Provided passage:
----------------------------------------

Recession has been a month away, for the last 18 months. How should we think about that as private market investors?
Well, Armageddon is great clickbait.
The Wall Street Journal, to pick on just one outlet, seemingly has an Armageddon clickbait generator that goes “[insert metric] Flashes Recession Warning.”
- Yield Curves Flash Recession Warning, Aug. 2, 2022
- Global Economies Flash Recession Warning, Aug. 23, 2022
- Trucking Flashes Recession Warning, April 25, 2023
- Debt Markets Flash Recession Warning, May 31, 2023
Will the good times last forever? Obviously not. It’s been 13 years since the last recession. We’re overdue.
In particular, one-time exogenous forces have radically increased prosperity. Top of the list: mountains of covid stimulus that temporarily increased total household savings by $2.5 trillion.

----------------------------------------

Tasks to complete:
a - Write out the passage on recession warnings word for word from "Recession has been" to "recession. We’re overdue.".
b - Resume the passage on recession warnings after its final sentence and extend it.
The rows that follow have nothing to do with the passage on recession warnings.

Data listing:

----------------------------------------

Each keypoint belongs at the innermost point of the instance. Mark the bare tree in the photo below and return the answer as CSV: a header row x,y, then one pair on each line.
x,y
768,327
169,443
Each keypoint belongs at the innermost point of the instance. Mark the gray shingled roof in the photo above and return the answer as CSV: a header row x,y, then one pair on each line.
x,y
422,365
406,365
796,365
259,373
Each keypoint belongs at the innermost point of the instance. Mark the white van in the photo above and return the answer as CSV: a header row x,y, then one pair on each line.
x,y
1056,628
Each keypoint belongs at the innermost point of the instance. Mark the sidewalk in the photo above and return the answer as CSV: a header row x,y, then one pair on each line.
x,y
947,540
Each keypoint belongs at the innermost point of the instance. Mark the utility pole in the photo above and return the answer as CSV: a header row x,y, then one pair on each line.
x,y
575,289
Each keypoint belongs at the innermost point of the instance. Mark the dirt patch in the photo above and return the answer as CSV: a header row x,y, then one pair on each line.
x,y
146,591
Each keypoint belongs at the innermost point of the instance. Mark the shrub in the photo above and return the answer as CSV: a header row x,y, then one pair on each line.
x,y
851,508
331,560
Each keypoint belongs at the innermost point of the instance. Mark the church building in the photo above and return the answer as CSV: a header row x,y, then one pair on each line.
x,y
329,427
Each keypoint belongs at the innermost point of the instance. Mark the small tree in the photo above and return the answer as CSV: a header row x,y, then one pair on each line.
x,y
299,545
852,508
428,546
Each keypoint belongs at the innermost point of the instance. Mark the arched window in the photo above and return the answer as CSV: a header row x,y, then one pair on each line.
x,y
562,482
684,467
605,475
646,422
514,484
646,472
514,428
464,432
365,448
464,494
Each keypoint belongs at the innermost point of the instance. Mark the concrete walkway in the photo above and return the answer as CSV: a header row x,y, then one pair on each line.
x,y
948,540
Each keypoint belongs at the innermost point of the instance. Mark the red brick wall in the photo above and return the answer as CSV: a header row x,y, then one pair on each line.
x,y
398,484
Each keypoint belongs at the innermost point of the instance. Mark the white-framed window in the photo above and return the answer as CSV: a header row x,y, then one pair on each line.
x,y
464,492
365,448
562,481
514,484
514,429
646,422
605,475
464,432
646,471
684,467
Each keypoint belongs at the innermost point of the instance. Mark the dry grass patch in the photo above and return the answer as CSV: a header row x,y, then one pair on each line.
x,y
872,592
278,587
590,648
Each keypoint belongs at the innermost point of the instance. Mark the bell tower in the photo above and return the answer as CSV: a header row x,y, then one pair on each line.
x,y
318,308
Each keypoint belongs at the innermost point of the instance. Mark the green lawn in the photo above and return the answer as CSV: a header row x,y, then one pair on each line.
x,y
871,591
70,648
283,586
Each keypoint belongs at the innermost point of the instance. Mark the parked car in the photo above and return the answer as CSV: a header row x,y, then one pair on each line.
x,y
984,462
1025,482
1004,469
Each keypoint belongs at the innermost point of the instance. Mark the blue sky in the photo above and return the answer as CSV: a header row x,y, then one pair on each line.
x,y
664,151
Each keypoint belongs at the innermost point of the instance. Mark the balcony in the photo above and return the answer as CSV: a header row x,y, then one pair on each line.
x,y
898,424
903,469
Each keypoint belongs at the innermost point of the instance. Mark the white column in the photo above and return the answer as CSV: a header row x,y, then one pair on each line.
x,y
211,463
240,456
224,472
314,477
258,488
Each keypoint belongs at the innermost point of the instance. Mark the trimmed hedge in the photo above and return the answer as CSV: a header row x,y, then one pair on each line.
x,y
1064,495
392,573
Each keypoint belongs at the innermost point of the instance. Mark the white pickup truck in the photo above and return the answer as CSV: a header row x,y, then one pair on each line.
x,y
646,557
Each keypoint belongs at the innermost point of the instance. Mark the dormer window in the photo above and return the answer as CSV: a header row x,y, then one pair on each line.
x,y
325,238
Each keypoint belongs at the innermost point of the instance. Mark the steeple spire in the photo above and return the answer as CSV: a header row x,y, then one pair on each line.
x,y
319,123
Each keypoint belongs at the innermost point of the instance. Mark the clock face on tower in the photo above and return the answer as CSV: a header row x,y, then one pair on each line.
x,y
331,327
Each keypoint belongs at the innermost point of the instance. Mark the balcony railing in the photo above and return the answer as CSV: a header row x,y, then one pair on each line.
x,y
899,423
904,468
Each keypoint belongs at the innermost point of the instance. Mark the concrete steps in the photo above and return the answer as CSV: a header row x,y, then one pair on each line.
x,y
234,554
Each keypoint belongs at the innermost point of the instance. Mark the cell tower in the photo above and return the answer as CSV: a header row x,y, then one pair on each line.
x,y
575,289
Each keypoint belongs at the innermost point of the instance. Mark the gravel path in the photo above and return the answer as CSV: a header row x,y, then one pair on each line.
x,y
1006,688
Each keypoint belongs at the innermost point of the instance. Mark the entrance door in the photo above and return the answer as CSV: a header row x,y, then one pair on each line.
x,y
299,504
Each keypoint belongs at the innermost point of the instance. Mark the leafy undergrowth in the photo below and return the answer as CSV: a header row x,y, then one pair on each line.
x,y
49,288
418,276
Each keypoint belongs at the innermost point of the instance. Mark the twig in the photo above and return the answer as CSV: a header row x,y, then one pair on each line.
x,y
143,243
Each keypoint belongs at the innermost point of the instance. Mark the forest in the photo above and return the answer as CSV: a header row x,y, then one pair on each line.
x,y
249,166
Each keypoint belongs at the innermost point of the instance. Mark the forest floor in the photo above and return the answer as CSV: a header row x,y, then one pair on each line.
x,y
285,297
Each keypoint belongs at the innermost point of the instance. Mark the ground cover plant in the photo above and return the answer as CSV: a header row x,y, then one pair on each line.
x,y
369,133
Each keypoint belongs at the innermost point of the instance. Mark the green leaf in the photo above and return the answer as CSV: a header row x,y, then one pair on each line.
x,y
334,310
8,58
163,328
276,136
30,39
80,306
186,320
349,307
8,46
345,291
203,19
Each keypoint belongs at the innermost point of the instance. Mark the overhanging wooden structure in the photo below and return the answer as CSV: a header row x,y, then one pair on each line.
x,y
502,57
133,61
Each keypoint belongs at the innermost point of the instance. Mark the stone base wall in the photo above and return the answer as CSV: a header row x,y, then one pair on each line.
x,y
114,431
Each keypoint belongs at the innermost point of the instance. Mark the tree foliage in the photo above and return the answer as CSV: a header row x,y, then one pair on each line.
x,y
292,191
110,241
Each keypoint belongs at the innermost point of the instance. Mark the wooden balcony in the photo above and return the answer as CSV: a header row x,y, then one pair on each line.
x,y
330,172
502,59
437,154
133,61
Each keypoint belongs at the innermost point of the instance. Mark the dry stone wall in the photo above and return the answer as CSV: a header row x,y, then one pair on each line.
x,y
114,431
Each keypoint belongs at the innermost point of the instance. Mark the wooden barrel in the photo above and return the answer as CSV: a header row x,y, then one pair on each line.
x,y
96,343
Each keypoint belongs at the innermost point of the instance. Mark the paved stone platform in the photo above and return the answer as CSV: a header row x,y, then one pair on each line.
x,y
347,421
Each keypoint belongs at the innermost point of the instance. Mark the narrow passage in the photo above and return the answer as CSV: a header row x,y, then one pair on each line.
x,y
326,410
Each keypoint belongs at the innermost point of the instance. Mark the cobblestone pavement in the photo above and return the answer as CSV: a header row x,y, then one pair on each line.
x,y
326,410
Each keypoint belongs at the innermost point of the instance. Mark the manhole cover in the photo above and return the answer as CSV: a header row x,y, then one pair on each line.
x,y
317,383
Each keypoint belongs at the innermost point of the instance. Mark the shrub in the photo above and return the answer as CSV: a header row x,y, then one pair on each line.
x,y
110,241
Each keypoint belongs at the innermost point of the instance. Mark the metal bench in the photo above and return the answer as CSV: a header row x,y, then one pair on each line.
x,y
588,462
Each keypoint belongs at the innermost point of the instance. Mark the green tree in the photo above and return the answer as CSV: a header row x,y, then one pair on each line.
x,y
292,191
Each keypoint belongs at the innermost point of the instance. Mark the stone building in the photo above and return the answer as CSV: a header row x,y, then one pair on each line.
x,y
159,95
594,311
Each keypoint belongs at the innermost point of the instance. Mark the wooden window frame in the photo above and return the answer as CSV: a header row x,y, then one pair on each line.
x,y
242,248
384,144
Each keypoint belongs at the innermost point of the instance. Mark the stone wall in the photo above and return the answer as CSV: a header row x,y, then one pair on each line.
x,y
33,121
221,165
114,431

----------------------------------------

Responses by item number:
a -
Recession has been a month away, for the last 18 months. How should we think about that as private market investors?
Well, Armageddon is great clickbait.
The Wall Street Journal, to pick on just one outlet, seemingly has an Armageddon clickbait generator that goes “[insert metric] Flashes Recession Warning.”
- Yield Curves Flash Recession Warning, Aug. 2, 2022
- Global Economies Flash Recession Warning, Aug. 23, 2022
- Trucking Flashes Recession Warning, April 25, 2023
- Debt Markets Flash Recession Warning, May 31, 2023
Will the good times last forever? Obviously not. It’s been 13 years since the last recession. We’re overdue.

b -
But households are drawing down on that, fast, spending $100 billion a month more than they’re saving, halving the historical average U.S. personal savings rates to 4% or less. All that covid money may be gone within 6-9 months.
Could that drive the long-hyped recession? Quite possibly.
But in the meantime our sense as private market investors is not to hit the panic button just yet. We’ll endeavor to take advantage of the more investor-friendly valuations and terms.
And as the Oracle of Omaha says, to strive to be fearful when others are greedy, and greedy when others are fearful.